● Source passage:
....

But this year warranted more drastic measures.

So I pulled out my old juicer – honestly, a bit of an eyesore – and created a new home for it on the kitchen counter, where it could no longer be ignored.

Those who juice view it as a way to cleanse and detox the body.

“I just like the idea that I’m putting concentrated doses of vitamins and nutrients into my system,” said Method Juice Cafe co-owner, Nick Murto. “I try to drink a fresh juice every day, and I swear I feel better when I do.”

Murto didn’t start out as a “health addict.” In fact, he said, “I was eating all sorts of processed, artificial and less-than-healthy foods just a few short years ago. But something amazing happened when I tried a plant-based diet that incorporated a daily juice: I had more energy, I lost weight, and I just generally felt fantastic. After that, there was no going back.”

The most popular arguments for incorporating fresh juice into our diets are pretty convincing:

• Juicing helps our body absorb more of the nutrients from vegetables, more than we would if we ate them, because we tend to kill nutrients off when we cook them. (Possibly true.)

• Juicing allows us to gain the nutrients from a massive amount of vegetables in one small concentrated glass. (Probably true.)

....

● Objective:
Reproduce the juicing passage word for word, everything from "So I pulled" down to "detox the body.". The entries that follow were taken from a separate source.

Image location labeling entries:
....

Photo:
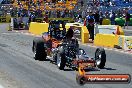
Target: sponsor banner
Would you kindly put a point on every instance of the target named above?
(128, 43)
(104, 78)
(107, 29)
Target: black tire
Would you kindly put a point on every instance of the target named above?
(61, 61)
(38, 49)
(100, 57)
(81, 80)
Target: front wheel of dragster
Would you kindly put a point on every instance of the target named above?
(39, 49)
(81, 80)
(61, 61)
(100, 57)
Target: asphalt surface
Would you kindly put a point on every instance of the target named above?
(18, 69)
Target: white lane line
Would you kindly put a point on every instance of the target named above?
(1, 86)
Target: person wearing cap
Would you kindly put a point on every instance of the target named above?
(90, 24)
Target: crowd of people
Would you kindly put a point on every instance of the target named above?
(89, 14)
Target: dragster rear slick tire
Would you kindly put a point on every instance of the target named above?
(38, 49)
(61, 61)
(100, 57)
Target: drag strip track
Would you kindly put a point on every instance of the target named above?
(16, 60)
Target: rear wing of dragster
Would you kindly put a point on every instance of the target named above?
(83, 77)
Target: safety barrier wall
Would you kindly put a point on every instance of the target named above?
(84, 35)
(38, 28)
(5, 19)
(106, 40)
(106, 22)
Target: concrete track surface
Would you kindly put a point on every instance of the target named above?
(18, 69)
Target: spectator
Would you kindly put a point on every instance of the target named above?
(96, 17)
(112, 18)
(127, 19)
(82, 3)
(101, 18)
(90, 25)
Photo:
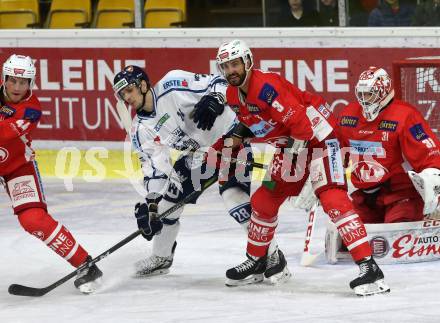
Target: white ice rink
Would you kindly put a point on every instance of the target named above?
(100, 215)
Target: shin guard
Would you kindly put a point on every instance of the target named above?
(40, 224)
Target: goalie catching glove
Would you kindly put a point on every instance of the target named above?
(147, 216)
(427, 183)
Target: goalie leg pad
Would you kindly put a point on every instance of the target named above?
(39, 223)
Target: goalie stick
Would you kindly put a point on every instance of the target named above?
(21, 290)
(308, 258)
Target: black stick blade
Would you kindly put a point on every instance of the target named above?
(21, 290)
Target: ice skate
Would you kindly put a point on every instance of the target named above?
(249, 272)
(370, 280)
(88, 280)
(155, 265)
(276, 268)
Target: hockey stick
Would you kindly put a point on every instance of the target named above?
(21, 290)
(308, 258)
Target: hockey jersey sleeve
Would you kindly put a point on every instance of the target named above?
(291, 107)
(154, 158)
(17, 126)
(420, 146)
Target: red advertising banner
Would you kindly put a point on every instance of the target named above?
(75, 84)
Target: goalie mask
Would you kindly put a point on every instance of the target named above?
(130, 76)
(19, 66)
(374, 91)
(232, 50)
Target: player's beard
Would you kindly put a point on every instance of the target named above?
(236, 79)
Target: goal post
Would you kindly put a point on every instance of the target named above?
(417, 81)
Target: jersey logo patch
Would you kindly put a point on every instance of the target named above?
(32, 115)
(268, 93)
(418, 132)
(349, 121)
(7, 111)
(253, 108)
(261, 129)
(175, 83)
(161, 121)
(369, 148)
(388, 125)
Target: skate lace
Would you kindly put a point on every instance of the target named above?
(363, 269)
(248, 264)
(273, 260)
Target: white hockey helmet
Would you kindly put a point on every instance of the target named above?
(374, 91)
(19, 66)
(232, 50)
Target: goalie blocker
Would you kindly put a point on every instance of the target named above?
(392, 243)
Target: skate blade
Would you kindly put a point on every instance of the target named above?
(281, 277)
(158, 272)
(90, 287)
(254, 279)
(378, 287)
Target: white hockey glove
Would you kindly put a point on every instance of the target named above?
(427, 183)
(307, 198)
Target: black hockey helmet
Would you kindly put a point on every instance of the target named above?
(131, 74)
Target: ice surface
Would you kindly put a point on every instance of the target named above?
(210, 242)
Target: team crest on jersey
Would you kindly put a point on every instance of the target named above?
(253, 108)
(161, 121)
(175, 83)
(349, 121)
(324, 111)
(418, 132)
(388, 125)
(6, 112)
(268, 93)
(32, 115)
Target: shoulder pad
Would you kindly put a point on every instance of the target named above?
(7, 111)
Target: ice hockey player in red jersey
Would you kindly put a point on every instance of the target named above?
(300, 125)
(20, 112)
(391, 146)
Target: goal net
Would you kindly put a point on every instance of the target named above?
(417, 81)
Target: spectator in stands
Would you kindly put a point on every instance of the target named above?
(427, 14)
(328, 13)
(392, 13)
(359, 10)
(296, 15)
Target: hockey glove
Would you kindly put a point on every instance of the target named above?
(207, 109)
(427, 183)
(147, 218)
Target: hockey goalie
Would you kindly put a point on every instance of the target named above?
(394, 160)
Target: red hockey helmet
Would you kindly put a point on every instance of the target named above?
(374, 91)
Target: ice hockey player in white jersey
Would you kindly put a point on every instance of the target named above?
(186, 112)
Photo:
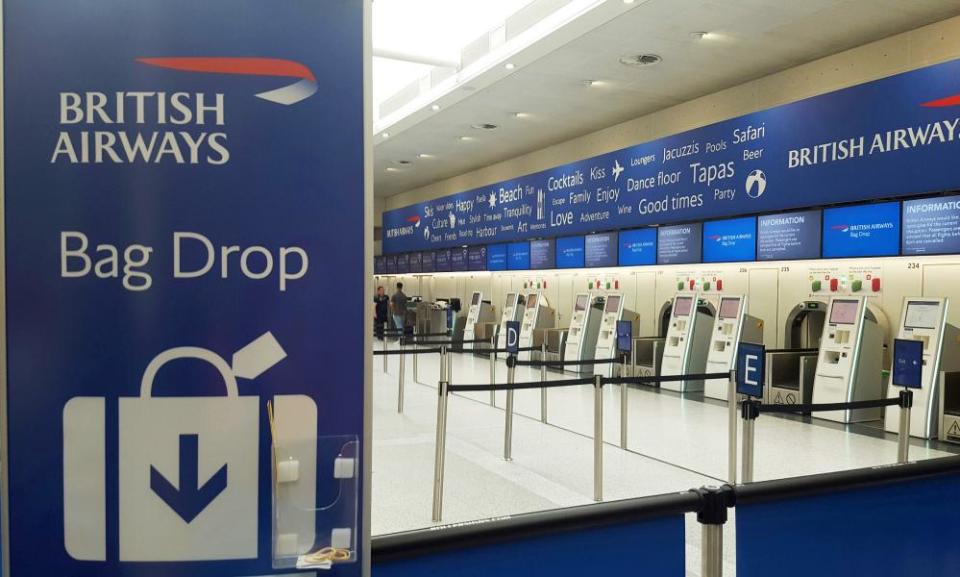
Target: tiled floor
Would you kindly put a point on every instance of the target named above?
(674, 444)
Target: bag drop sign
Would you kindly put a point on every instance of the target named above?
(174, 406)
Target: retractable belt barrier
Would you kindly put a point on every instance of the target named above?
(750, 409)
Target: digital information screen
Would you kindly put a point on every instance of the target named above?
(679, 244)
(458, 259)
(600, 250)
(868, 230)
(570, 252)
(682, 306)
(429, 262)
(403, 263)
(733, 240)
(844, 312)
(638, 247)
(497, 257)
(477, 258)
(931, 225)
(518, 256)
(790, 236)
(729, 308)
(442, 260)
(922, 315)
(416, 262)
(543, 254)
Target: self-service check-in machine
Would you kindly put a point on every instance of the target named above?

....

● Solved problem:
So I pulled out my old juicer – honestly, a bit of an eyesore – and created a new home for it on the kitchen counter, where it could no longer be ignored.

Those who juice view it as a way to cleanse and detox the body.